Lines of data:
Begin
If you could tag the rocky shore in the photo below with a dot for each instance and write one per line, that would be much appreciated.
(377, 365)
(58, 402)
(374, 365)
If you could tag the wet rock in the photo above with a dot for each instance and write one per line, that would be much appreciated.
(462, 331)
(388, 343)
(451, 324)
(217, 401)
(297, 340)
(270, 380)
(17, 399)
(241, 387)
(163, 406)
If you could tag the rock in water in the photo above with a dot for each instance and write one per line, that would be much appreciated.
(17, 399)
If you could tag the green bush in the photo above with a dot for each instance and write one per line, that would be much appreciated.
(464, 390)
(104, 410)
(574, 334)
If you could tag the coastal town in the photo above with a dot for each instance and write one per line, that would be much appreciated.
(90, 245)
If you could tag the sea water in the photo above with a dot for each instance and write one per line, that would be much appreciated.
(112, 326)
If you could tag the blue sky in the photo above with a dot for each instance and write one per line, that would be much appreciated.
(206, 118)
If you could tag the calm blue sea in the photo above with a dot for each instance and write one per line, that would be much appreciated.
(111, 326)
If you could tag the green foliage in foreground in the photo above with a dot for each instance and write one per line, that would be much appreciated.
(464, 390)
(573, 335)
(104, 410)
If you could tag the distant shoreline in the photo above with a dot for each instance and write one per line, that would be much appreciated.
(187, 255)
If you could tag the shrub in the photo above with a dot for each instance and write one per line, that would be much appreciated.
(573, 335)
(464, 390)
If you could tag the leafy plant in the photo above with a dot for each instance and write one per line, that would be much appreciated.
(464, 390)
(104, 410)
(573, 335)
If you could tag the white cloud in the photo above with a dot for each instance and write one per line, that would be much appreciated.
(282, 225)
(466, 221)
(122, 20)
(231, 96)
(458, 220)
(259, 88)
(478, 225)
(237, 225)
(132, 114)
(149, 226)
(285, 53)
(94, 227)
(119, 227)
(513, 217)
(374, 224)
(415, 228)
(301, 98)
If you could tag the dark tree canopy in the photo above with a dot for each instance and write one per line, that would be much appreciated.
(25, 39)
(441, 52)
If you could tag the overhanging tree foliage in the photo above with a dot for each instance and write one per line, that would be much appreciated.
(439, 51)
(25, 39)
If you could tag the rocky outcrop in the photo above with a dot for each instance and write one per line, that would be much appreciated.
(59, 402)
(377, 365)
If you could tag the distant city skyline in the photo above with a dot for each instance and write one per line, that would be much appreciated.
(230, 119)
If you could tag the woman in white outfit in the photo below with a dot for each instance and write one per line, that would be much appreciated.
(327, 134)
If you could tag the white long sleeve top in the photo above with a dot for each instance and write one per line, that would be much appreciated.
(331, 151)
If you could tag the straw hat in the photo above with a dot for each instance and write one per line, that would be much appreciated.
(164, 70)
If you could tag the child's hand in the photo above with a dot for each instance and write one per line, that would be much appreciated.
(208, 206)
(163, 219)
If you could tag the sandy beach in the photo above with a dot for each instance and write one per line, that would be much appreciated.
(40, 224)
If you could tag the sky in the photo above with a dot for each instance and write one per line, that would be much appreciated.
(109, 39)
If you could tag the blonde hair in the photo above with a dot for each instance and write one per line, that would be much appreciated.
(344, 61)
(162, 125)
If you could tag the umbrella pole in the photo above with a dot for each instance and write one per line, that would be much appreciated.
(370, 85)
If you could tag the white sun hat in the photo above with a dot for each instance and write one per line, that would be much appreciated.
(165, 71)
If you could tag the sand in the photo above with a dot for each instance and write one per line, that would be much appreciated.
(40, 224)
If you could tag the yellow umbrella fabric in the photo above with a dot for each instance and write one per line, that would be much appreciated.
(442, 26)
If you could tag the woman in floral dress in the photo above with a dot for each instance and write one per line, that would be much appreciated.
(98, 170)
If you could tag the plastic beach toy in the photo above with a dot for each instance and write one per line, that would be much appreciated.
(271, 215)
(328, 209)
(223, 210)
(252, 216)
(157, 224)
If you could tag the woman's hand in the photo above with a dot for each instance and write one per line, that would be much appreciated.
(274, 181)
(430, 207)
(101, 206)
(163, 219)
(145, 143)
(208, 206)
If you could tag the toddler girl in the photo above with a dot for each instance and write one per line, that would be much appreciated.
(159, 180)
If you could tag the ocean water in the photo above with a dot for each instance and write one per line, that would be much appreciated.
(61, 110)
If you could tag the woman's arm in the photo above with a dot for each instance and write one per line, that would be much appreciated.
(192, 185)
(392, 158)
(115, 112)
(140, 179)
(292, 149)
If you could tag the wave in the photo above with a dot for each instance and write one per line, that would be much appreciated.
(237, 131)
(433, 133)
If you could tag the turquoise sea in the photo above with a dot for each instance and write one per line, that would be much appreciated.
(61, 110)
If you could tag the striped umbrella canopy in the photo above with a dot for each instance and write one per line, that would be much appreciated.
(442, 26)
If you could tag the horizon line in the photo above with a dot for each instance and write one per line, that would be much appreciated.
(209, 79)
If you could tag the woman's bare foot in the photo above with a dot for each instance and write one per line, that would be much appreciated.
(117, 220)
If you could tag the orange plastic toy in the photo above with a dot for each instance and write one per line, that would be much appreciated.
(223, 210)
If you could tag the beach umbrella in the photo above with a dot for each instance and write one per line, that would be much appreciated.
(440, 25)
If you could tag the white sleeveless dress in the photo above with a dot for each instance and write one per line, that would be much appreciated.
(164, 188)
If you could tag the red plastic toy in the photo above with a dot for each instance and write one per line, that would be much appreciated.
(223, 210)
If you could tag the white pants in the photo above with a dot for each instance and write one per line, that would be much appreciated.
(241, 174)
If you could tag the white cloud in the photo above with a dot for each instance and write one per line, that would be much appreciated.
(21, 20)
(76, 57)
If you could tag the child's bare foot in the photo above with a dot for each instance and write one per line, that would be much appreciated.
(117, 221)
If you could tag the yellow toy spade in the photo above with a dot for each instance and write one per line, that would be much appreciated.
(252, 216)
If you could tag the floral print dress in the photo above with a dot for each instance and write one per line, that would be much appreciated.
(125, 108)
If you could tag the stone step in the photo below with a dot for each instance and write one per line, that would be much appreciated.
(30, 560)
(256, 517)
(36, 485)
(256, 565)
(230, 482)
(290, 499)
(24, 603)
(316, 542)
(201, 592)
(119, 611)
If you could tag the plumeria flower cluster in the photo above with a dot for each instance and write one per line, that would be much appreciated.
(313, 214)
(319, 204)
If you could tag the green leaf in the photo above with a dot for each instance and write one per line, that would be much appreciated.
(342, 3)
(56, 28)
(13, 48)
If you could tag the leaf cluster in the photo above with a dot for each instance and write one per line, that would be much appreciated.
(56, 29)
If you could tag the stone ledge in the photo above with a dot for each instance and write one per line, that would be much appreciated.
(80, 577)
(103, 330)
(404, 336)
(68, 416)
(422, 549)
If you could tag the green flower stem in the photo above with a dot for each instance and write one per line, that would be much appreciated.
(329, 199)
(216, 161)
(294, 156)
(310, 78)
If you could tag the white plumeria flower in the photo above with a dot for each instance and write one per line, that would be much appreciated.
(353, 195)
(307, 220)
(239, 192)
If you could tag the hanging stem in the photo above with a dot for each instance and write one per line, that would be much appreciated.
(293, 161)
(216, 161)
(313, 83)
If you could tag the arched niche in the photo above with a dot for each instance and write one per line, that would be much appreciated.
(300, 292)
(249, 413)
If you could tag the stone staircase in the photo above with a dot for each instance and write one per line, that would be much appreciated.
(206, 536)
End
What you have to do
Please copy the lines of data above without any change.

Worked answer
If you could tag the rocky shore in the photo below with a dot for each instance and write one per line, that would be much appreciated.
(377, 365)
(58, 402)
(374, 365)
If you could tag the wet rock in the photo above with a dot for each instance and write one per line, that would be much appreciated.
(462, 331)
(388, 343)
(451, 324)
(217, 401)
(297, 340)
(270, 380)
(17, 399)
(241, 387)
(163, 406)
If you could tag the rock in water in the photo above with a dot for each instance and write one per line, that would be much appreciated.
(17, 399)
If you could tag the green bush in the photo above with a dot for each instance and write one per line, that would be much appreciated.
(464, 390)
(104, 410)
(574, 334)
If you could tag the coastal town in the photo above with a dot for each instance and write one per line, that would be much appreciated.
(90, 245)
If you could tag the sea water in the photo above with a dot for each instance and write one per line, that would be much appreciated.
(112, 326)
If you could tag the blue sky in the photo above with a dot for each instance and write one per line, that would be much appreciated.
(206, 118)
If you could tag the calm blue sea in the photo above with a dot for each instance and write one per line, that would be much appreciated.
(111, 326)
If you could tag the green foliage in foreground in the photo above with a dot for each instance and write one per line, that would be much appreciated.
(464, 390)
(573, 335)
(104, 410)
If you could tag the distant shoreline in the photo above with a dot for each instance and write one per line, that would be much appreciated.
(187, 255)
If you could tag the shrub in the photo above with a dot for each instance and write one per line, that would be much appreciated.
(573, 335)
(464, 390)
If you could tag the leafy plant in the photo above with a dot for each instance and write one per line, that would be much appreciated.
(464, 390)
(104, 410)
(573, 335)
If you could tag the white cloud in the photo above with a dot for each instance and write one per line, that would be much appreciated.
(282, 225)
(466, 221)
(122, 20)
(231, 96)
(458, 220)
(259, 88)
(478, 225)
(237, 225)
(132, 114)
(149, 226)
(285, 53)
(94, 227)
(119, 227)
(513, 217)
(374, 224)
(415, 228)
(301, 98)
If you could tag the dark tree canopy in the photo above with a dot for each instance and write one per line, that would be much appreciated.
(25, 39)
(441, 52)
If you could tag the overhanging tree foliage in the photo above with a dot for each instance and write one per line, that would be much appreciated.
(439, 51)
(25, 39)
If you could tag the rocky outcrop in the photo above with a dot for each instance and write one per line, that would be much appreciated.
(59, 402)
(377, 365)
If you could tag the distant city skyline in the photo above with a dot for each instance and write one per line, that would be much appreciated.
(230, 119)
If you could tag the woman in white outfit in the photo below with a dot for each instance and write one per line, that would be much appreciated.
(327, 134)
If you could tag the white long sleeve top in the photo above with a dot for each instance and write one per line, that would be much appreciated.
(331, 151)
If you could tag the straw hat in the photo above with a dot for each instance and write one per line, that would be much appreciated.
(164, 70)
If you could tag the child's hand in the photo above with a dot for each instance and write one per line, that would be much appreciated.
(208, 206)
(163, 219)
If you could tag the sandy beach in the photo above with a dot for each instance and write one per line, that would be much appreciated.
(40, 224)
If you could tag the sky in the photo above with a dot for each instance and write one per line, that would be much appreciated.
(109, 39)
If you could tag the blonde hair in the photo above with a dot for each instance and write one per line, that would be much appreciated.
(344, 61)
(162, 125)
If you could tag the umbrella pole in the photo above with a dot for each instance and write one per line, that would be much appreciated.
(370, 85)
If you could tag the white sun hat in the photo above with a dot for each instance and write one per line, that would be much appreciated.
(165, 71)
If you could tag the sand in the photo above with a dot for each instance and write one per line, that would be much appreciated.
(40, 224)
If you could tag the yellow umbrella fabric in the photo above with a dot for each instance and write one per line, that would be much appreciated.
(442, 26)
If you could tag the woman in floral dress in the photo above with a dot for each instance and write one per line, that would be much appreciated.
(98, 170)
If you could tag the plastic beach toy in the photo above with a dot for each instance and write one per line, that would be much appreciated.
(271, 215)
(328, 209)
(223, 210)
(252, 216)
(157, 224)
If you could tag the woman's hand in the photo above with a dot for each instance and write one per line, that would be much appreciated.
(274, 181)
(430, 207)
(101, 206)
(163, 219)
(145, 143)
(208, 206)
If you could tag the toddler girl in the photo above with a dot for each instance and write one per line, that would be much appreciated.
(159, 180)
If you could tag the ocean water in the photo above with a dot for each instance and write one per line, that would be much appreciated.
(61, 110)
If you could tag the woman's arm in the photo above with a dot for each instance and write one per line, that would be much appreciated.
(192, 185)
(392, 158)
(115, 112)
(140, 179)
(292, 149)
If you could tag the wave in the photo above with a dot for each instance and write one per line, that would be much appreciated.
(237, 131)
(433, 133)
If you could tag the turquoise sea in the photo above with a dot for each instance and write one per line, that would be much appreciated.
(61, 110)
If you could tag the striped umbrella canopy in the photo above with a dot for each instance and write one per line, that would be much appreciated.
(442, 26)
If you could tag the horizon line in the photo above with a dot for each instance and write one per line, that would be much appreciated.
(209, 79)
If you could tag the woman's bare foot in the photo above with a dot for each instance and write one per line, that would be much appreciated.
(117, 220)
If you could tag the orange plastic toy in the photo above with a dot for each instance and write one per line, that would be much appreciated.
(223, 210)
If you could tag the beach umbrella in the photo above with a dot for each instance and write one per line, that would be much appreciated.
(440, 25)
If you could tag the white sleeveless dress in the photo above with a dot for each instance and write one per line, that would be much appreciated.
(164, 188)
If you could tag the red plastic toy in the photo above with a dot for each instance and write one per line, that would be much appreciated.
(223, 210)
If you could tag the white pants in the photo above with a dot for each instance and write one per line, that would be much appreciated.
(241, 174)
If you could tag the white cloud in the photo above with a dot for each instance and write one per line, that would be much appreciated.
(21, 20)
(76, 57)
If you could tag the child's bare foot in the photo above with a dot for each instance and write one per line, that would be much appreciated.
(117, 221)
If you could tag the yellow toy spade in the photo above with a dot for each instance and write one per line, that would be much appreciated.
(252, 216)
If you could tag the floral print dress in the photo above with a dot for each instance and write one per line, that would be much appreciated.
(125, 108)
If you could tag the stone step in the photo below with a dot for each instance and write one per line, that would be much appreciated.
(30, 560)
(256, 517)
(36, 485)
(256, 565)
(230, 482)
(290, 499)
(24, 603)
(316, 542)
(201, 592)
(119, 611)
If you could tag the plumeria flower cluster in the photo above with a dot for each instance and write one per line, that would be much appreciated.
(313, 214)
(319, 204)
If you could tag the green leaf in the photo above with a dot for each instance and write one per line, that would be much appreciated.
(342, 3)
(56, 28)
(13, 48)
If you could tag the leaf cluster in the photo above with a dot for each instance and write one per line, that would be much appreciated.
(56, 29)
If you could tag the stone ledge in the photo above with a dot for each instance and write one per line, that would be much appreciated.
(80, 577)
(103, 330)
(404, 336)
(68, 416)
(422, 549)
If you could tag the green flower stem in the photo above with a dot for each instance and write one per line, that would be much appreciated.
(329, 199)
(216, 161)
(294, 156)
(310, 78)
If you could tag the white plumeria flower in the photo above with a dot for each instance and write one per line, that would be much appreciated.
(353, 195)
(307, 220)
(239, 192)
If you could tag the hanging stem in the photo above with a dot for each instance and write one per line, that would be much appreciated.
(293, 161)
(216, 161)
(313, 83)
If you could tag the arched niche in the photo above with a dot for each instance and write one per line, that would be much appreciated.
(300, 292)
(249, 413)
If you could tag the stone staircase in the photo above with a dot for each instance and write one per line, that would be much appreciated.
(206, 536)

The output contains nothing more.